* AIM OF THE EXERCISE:
Pull out every line of the items that contains the string "sofa".

■ ■ ■ ■ ■ ■ ■

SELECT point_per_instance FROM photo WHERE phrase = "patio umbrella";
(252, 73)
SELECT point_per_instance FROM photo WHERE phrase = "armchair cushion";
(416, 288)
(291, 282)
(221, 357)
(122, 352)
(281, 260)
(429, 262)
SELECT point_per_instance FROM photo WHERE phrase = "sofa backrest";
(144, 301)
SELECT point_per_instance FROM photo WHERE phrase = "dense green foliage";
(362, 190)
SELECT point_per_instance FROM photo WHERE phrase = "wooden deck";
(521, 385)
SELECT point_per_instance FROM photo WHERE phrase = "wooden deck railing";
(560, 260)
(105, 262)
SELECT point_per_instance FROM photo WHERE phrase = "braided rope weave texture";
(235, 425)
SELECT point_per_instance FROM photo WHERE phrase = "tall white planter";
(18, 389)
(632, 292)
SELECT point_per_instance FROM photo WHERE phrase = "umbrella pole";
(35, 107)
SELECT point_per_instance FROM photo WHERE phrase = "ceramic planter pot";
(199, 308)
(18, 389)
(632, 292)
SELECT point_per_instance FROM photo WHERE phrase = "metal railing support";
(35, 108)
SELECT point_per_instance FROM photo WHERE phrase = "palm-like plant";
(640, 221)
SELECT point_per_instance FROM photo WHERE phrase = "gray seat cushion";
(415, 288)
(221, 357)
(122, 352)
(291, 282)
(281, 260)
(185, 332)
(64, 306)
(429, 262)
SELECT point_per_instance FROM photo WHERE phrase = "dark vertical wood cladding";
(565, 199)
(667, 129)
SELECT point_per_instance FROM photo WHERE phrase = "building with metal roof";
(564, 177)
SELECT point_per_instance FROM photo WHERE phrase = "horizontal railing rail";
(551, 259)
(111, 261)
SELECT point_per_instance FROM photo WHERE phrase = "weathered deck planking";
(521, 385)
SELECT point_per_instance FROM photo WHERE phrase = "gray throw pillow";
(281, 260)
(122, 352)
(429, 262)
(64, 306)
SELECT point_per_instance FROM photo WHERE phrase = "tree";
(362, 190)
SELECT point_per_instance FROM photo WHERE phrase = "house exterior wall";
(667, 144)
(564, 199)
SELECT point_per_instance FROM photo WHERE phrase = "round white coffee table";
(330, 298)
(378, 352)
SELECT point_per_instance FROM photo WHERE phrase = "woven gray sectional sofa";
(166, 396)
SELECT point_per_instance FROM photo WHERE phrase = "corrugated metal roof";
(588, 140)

■ ■ ■ ■ ■ ■ ■

* FULL OUTPUT:
SELECT point_per_instance FROM photo WHERE phrase = "sofa backrest";
SELECT point_per_instance FROM photo WHERE phrase = "woven gray sectional sofa";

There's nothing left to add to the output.